WORK REQUEST: Carry on the passage about observability for LLM agents, starting after its last sentence.
Start of PASSAGE TO READ
Model-switch detection — if the provider silently swaps your model, token-count distributions shift. Alerting on distribution drift catches this.

Debugging workflow, concretely

A user reports the agent did something wrong. Ideal path:

Find the user's task in the trace UI by user ID + timestamp.
Open the full trace. See every LLM call, every tool call, every state transition.
Click the failing step. See the full prompt sent, the full response, the tool validation result.
Copy the prompt into a playground, reproduce the issue, iterate on a fix.
The fix gets added to the rollout eval set — see AgentTesting.

Without telemetry this cycle is "I can't reproduce it." That's the gap observability closes.

Privacy and compliance

Full-prompt logging captures everything users said. That has compliance implications:

PII in prompts needs the same protection as PII anywhere else. Redact at log time or log to a protected store.
Deletion requests need to propagate to your trace store. Design the schema with user/account IDs on every trace so deletion is a single index lookup.
End of PASSAGE TO READ
Start of DATA SUPPLIED
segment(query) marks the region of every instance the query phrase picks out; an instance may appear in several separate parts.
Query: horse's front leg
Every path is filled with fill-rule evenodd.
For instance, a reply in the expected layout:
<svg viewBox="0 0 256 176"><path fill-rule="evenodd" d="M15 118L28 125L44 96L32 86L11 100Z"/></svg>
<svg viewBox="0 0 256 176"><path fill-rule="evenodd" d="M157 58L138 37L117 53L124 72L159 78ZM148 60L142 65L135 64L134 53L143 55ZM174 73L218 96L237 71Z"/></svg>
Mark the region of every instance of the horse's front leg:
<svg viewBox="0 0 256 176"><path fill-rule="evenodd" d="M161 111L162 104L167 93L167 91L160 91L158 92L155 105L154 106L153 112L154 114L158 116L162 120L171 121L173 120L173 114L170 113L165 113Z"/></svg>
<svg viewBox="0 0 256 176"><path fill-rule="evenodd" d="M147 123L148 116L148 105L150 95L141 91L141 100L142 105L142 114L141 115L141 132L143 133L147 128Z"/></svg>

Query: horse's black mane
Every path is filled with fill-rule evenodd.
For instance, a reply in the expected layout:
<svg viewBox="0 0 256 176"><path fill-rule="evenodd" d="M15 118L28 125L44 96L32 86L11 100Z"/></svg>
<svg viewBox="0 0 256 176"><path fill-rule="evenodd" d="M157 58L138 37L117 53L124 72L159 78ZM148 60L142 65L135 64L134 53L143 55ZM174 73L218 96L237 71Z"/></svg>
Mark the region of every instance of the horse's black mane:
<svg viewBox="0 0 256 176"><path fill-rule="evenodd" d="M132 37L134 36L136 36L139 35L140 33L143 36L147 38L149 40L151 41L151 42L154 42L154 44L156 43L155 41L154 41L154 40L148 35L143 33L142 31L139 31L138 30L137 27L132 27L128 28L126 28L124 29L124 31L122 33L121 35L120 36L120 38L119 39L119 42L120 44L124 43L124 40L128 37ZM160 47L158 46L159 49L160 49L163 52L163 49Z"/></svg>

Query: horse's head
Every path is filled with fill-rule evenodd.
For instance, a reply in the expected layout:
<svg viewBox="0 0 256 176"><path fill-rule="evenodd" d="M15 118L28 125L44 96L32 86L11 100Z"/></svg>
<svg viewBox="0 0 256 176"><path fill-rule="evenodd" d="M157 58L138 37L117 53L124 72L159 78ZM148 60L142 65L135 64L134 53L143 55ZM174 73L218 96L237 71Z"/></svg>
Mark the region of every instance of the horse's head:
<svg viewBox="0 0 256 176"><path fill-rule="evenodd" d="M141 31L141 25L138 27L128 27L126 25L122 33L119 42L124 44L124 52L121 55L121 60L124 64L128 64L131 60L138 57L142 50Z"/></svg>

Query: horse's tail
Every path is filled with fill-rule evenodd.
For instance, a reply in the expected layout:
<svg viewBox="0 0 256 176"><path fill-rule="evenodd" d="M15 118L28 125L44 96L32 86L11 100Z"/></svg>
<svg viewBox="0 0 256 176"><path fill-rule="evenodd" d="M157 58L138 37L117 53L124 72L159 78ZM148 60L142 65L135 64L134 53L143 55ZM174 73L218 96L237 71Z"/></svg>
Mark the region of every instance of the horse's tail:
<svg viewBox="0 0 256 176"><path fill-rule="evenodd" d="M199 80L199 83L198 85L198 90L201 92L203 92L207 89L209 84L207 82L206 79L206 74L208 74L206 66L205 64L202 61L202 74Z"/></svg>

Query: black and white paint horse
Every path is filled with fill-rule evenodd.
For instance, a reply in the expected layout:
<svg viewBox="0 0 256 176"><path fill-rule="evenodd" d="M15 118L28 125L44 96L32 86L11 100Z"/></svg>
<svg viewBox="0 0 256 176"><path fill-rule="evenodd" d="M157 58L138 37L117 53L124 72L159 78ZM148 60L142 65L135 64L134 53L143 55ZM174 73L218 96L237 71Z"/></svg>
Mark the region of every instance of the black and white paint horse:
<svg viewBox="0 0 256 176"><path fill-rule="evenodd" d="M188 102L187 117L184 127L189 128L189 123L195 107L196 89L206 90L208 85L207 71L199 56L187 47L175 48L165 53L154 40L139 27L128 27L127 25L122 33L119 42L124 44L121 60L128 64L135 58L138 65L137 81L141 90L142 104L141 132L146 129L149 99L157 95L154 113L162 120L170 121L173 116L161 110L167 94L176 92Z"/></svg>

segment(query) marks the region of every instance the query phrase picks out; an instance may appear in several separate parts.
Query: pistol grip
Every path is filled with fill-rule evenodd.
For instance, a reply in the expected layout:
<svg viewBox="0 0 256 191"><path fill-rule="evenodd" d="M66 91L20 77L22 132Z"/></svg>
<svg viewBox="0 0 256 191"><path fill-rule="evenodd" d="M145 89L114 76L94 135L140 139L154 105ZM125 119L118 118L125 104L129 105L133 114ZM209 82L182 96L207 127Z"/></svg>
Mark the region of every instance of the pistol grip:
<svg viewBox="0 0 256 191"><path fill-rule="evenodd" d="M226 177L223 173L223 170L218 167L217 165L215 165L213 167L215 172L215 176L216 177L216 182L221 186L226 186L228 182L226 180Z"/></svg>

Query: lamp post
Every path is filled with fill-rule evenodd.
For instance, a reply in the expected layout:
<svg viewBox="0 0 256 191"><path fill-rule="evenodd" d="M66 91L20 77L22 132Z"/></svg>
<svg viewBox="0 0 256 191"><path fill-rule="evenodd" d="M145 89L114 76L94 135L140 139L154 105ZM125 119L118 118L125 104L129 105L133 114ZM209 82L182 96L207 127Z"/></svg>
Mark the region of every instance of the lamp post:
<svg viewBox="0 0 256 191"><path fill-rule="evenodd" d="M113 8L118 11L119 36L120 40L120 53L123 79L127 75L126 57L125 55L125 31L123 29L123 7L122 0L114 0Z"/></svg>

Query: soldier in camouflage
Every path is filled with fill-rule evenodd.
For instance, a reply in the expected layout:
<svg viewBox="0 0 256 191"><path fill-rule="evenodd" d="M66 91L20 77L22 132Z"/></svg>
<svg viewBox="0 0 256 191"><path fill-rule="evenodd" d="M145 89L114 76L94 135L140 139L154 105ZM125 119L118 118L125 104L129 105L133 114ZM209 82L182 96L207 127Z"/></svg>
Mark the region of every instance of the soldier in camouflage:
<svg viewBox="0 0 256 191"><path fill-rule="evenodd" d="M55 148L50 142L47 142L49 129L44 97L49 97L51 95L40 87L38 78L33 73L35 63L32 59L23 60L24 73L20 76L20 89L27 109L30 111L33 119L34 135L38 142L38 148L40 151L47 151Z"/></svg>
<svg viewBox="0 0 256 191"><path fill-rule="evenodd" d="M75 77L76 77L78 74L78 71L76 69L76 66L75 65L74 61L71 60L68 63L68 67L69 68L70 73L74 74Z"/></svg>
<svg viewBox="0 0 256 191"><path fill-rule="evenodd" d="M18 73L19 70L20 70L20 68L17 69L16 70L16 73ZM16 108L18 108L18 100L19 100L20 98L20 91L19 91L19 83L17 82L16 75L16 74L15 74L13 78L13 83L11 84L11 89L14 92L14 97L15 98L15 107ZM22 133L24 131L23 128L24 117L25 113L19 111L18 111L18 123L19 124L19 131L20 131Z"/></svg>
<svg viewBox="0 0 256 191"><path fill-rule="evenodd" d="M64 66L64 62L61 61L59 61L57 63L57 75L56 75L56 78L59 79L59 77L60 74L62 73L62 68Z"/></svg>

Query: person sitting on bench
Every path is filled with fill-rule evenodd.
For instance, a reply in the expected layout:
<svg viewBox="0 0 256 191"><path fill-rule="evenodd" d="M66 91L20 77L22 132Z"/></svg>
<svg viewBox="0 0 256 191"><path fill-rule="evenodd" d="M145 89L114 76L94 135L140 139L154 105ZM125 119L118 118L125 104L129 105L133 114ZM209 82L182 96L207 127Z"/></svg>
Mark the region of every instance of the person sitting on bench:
End of DATA SUPPLIED
ANSWER BOX:
Retention — align with your data policy. Most agent telemetry is useful for 30–90 days; aggregate metrics longer, full payloads shorter.

Instrumentation minimum (if you start today)

Every LLM call:          input, output, model, tokens, cost, latency, cache stats
Every tool call:         name, input, output, duration, error, idempotency key
Every task:              user_id, goal, final_state, total_steps, total_cost, terminal_reason
Sampled full transcripts: 1-5% of successes, 100% of failures
One trace ID:            correlates everything above

Three hours of work; years of saved debugging time.